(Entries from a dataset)
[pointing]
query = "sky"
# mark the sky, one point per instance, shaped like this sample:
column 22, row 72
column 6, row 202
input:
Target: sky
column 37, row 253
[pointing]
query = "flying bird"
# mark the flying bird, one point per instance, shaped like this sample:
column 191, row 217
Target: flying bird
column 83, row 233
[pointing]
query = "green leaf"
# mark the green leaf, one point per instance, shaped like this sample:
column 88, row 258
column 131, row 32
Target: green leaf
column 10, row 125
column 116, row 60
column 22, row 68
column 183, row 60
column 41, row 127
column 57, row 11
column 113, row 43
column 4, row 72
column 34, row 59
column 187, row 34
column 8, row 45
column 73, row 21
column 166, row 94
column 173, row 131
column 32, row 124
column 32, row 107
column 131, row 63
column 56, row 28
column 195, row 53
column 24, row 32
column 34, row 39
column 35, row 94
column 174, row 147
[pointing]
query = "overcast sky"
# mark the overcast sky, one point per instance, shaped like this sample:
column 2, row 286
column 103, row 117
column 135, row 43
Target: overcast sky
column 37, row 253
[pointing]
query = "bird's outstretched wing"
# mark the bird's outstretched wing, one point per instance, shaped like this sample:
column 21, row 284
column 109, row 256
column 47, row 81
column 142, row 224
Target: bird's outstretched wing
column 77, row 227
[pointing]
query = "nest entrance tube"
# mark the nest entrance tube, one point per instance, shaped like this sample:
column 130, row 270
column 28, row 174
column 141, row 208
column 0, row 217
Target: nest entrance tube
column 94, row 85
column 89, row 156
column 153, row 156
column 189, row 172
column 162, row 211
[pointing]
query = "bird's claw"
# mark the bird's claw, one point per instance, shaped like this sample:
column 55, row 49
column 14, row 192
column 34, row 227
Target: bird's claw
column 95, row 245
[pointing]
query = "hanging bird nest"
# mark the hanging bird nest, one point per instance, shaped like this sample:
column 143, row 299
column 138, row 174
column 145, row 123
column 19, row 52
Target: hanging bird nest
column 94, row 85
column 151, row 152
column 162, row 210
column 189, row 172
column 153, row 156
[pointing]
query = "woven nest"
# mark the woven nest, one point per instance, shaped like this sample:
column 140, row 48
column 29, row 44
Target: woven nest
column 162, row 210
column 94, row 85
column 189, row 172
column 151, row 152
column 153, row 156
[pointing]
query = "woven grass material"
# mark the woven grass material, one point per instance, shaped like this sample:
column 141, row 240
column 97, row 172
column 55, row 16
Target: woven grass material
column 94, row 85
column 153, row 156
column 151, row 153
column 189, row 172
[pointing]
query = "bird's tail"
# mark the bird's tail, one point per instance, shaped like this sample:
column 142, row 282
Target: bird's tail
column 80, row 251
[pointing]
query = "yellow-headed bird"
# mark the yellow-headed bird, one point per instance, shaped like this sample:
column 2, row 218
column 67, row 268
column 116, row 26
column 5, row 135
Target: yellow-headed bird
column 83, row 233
* * *
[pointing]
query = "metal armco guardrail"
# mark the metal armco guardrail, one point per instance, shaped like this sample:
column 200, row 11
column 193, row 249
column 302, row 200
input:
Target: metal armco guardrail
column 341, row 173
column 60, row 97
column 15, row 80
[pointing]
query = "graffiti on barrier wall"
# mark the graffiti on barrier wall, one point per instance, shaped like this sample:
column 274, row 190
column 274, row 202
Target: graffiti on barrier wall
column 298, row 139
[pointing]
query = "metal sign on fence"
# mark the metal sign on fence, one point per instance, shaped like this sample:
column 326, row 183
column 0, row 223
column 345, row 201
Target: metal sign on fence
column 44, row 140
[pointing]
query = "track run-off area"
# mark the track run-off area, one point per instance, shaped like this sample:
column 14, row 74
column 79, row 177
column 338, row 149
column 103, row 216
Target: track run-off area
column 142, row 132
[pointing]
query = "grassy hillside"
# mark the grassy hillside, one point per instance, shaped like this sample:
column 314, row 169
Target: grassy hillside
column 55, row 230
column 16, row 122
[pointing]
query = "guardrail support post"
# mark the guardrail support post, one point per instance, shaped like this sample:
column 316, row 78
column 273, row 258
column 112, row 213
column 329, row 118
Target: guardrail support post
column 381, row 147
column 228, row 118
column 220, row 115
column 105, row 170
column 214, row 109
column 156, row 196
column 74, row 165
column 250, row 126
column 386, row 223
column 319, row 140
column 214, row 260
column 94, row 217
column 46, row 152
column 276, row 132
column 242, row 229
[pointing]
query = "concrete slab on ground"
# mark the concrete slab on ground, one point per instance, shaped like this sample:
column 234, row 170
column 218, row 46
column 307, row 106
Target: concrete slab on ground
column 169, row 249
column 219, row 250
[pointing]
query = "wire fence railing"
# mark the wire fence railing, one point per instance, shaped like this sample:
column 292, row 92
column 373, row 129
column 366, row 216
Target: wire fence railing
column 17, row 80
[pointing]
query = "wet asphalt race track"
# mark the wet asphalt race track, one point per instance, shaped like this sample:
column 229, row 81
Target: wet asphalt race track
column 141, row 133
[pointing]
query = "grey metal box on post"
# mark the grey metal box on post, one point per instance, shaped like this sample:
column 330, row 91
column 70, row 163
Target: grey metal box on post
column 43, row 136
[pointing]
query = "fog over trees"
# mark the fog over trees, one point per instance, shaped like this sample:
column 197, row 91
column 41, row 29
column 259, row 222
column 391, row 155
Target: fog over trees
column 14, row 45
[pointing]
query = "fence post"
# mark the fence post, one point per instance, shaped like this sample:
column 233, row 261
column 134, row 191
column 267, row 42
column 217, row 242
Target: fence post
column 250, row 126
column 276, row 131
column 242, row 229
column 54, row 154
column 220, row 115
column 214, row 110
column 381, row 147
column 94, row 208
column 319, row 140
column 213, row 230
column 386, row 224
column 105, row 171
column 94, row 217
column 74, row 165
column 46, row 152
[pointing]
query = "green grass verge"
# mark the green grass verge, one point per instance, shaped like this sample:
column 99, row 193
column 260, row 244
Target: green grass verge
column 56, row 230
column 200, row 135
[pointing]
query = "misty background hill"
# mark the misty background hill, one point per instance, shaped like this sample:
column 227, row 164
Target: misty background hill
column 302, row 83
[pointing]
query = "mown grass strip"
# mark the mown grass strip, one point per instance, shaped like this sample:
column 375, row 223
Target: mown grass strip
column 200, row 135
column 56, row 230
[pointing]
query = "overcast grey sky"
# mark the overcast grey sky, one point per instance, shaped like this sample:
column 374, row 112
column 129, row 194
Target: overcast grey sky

> [Task details]
Pull out every line of the material above that contains the string "leaf", copying each line in full.

> [Reply to the task]
query = "green leaf"
# mark the green leaf, one point per instance, shaped like this sample:
Target: green leaf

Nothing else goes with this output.